__Task item__
Give the data again in full, exactly as written below.

__Data supplied__
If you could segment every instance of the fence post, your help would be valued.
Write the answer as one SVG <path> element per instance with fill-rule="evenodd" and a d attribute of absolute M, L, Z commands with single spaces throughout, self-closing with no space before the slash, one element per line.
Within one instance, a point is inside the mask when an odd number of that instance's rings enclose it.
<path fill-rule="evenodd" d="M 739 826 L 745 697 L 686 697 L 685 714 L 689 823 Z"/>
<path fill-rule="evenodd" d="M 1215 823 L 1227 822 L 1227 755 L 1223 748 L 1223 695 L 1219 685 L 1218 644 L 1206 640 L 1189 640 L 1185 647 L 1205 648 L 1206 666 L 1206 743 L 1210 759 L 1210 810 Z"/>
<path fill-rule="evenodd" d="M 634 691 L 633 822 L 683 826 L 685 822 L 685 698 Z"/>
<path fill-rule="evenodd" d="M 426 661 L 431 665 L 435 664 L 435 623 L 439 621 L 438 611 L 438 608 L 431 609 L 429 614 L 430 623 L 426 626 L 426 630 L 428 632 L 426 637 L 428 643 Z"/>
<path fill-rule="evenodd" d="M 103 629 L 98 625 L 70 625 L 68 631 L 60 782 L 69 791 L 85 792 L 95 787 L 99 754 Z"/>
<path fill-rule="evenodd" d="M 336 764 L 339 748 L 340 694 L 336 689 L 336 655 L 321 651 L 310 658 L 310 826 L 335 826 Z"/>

__Your solution__
If you could segment every instance of the fence post, your help would be valued.
Write the answer as one SVG <path> element per instance with fill-rule="evenodd" and a d attribute of absolute M, L, Z commands with single spaces throughout, self-closing with no space before the slash, one element per line.
Within one instance, a point is inside the mask when an odd number of that instance's rings enclose it.
<path fill-rule="evenodd" d="M 739 826 L 745 697 L 686 697 L 685 714 L 689 823 Z"/>
<path fill-rule="evenodd" d="M 1215 823 L 1227 822 L 1227 755 L 1223 748 L 1223 695 L 1219 685 L 1218 644 L 1206 640 L 1189 640 L 1185 647 L 1205 648 L 1206 666 L 1206 743 L 1210 759 L 1210 810 Z"/>
<path fill-rule="evenodd" d="M 634 691 L 633 822 L 683 826 L 685 822 L 685 698 Z"/>
<path fill-rule="evenodd" d="M 426 661 L 431 665 L 435 664 L 435 623 L 439 621 L 438 611 L 438 608 L 431 609 L 429 614 L 430 623 L 426 626 L 426 630 L 428 632 L 426 637 L 428 643 Z"/>
<path fill-rule="evenodd" d="M 103 629 L 98 625 L 70 625 L 68 631 L 60 782 L 69 791 L 85 792 L 95 787 L 99 754 Z"/>
<path fill-rule="evenodd" d="M 336 764 L 339 748 L 340 694 L 336 689 L 336 655 L 321 651 L 310 658 L 310 826 L 335 826 Z"/>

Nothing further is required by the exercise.